[Dataset entries]
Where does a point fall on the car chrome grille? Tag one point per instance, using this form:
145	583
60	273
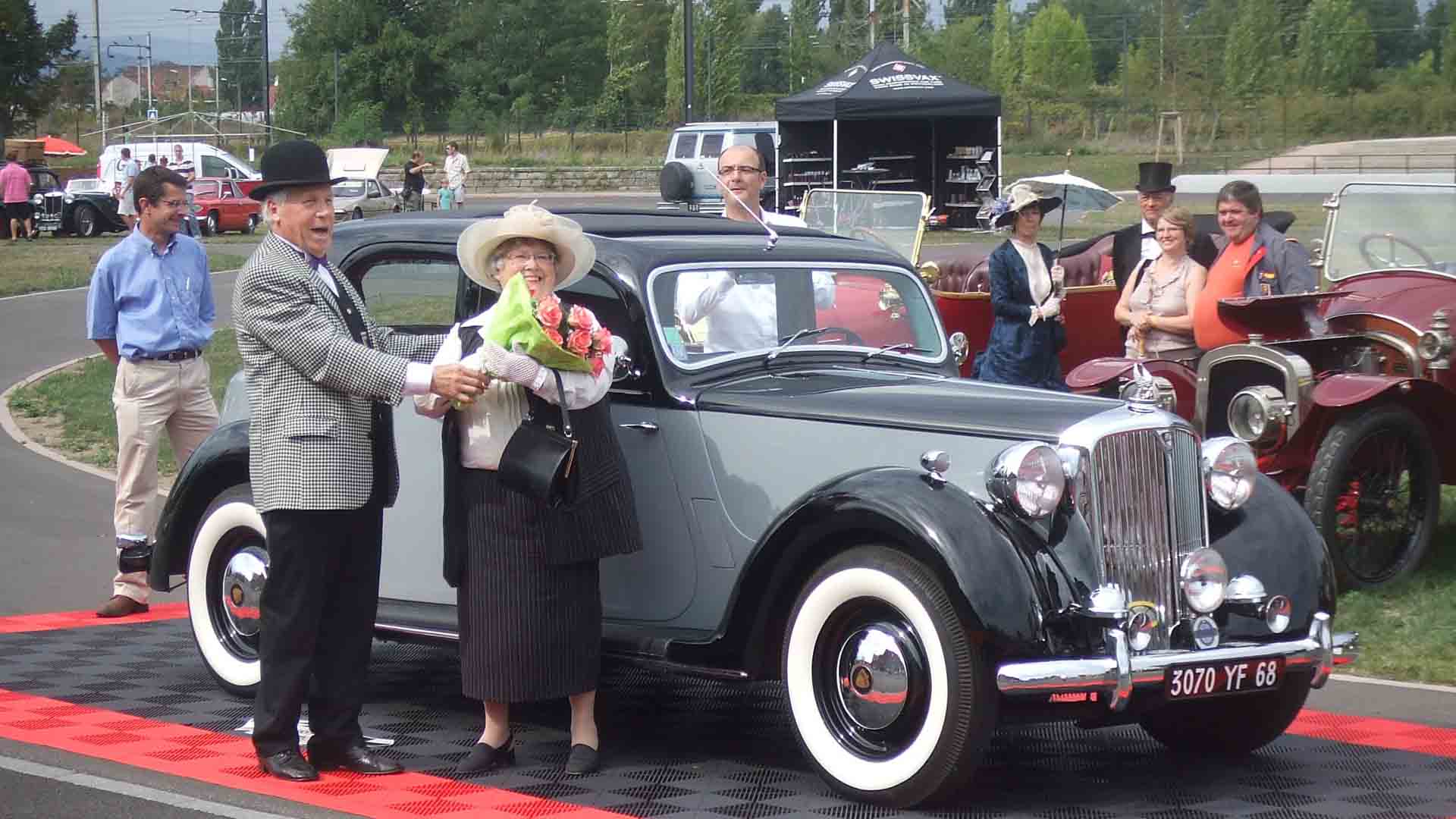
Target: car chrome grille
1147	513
* * *
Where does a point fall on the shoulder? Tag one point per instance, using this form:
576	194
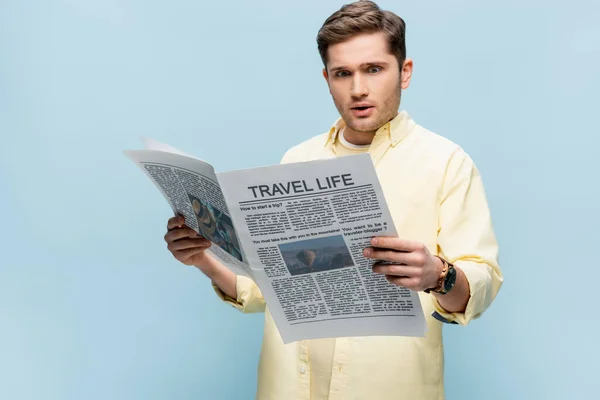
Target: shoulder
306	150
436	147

§ **Direction**: Count the lines above that contain the string "form", with case taken into account. Reply with only the number.

§ **Written response**: 2